A quick, creamy, and energizing mug of mushroom latte that combines coffee with functional mushroom powders for a cozy start to your morning.
Prep Time 5 minutes
Total Time 5 minutes
Servings: 1 serving
Course: Beverage, Breakfast
Cuisine: American
Calories: 200

Ingredients
  

For the latte
  • 1 cup hot brewed coffee or 1 to 2 shots of espresso plus hot water Preferably medium roast for balance.
  • 1 to 2 teaspoons mushroom powder, like lion’s mane or chaga Adjust based on taste preference.
  • 1 teaspoon cocoa powder or cacao Optional but tasty.
  • 1 to 3 teaspoons maple syrup or honey For sweetness, adjust to taste.
  • 1 pinch cinnamon
  • 1 tiny pinch sea salt
  • 1 to 2 tablespoons full-fat coconut milk or a splash of oat milk For creaminess.
  • 1 teaspoon MCT oil or ghee Optional for extra creaminess.
  • as needed ice If making it iced.

Method
 

Preparation
  1. Make your hot coffee.

* [Actions to take]
1. How much mushroom powder does the mushroom latte recipe call for?
2. Pick up the mushroom latte recipe where it stops and keep writing it.
The data that comes next plays no part in this.

* [Information supplied]
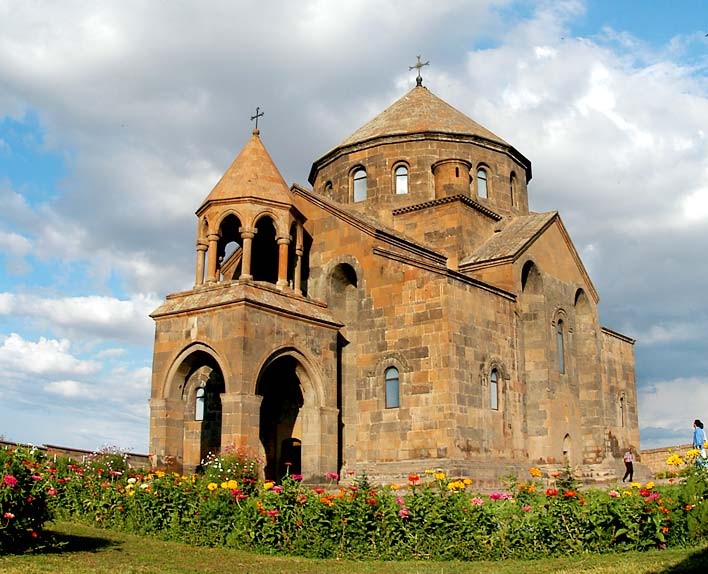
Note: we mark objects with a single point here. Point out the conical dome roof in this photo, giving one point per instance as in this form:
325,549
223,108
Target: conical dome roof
419,111
252,174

* [Responses by item number]
1. 1 to 2 teaspoons.

2.
  2. Add coffee, mushroom powder, cocoa, sweetener, cinnamon, salt, and milk to a blender. If you want a richer cup, add MCT oil or ghee.
  3. Blend on high for 20 to 30 seconds until lightly frothy.
  4. Taste and adjust. Add more maple if you want it sweeter, more cocoa for chocolate vibes, or an extra splash of milk for a creamier texture.
  5. For iced, blend everything with slightly less hot water, then pour over a tall glass of ice.

Notes

No blender? Use a whisk or a handheld frother instead. Warm the milk before blending for extra foam. If you prefer a high protein spin, consider an iced mocha protein coffee.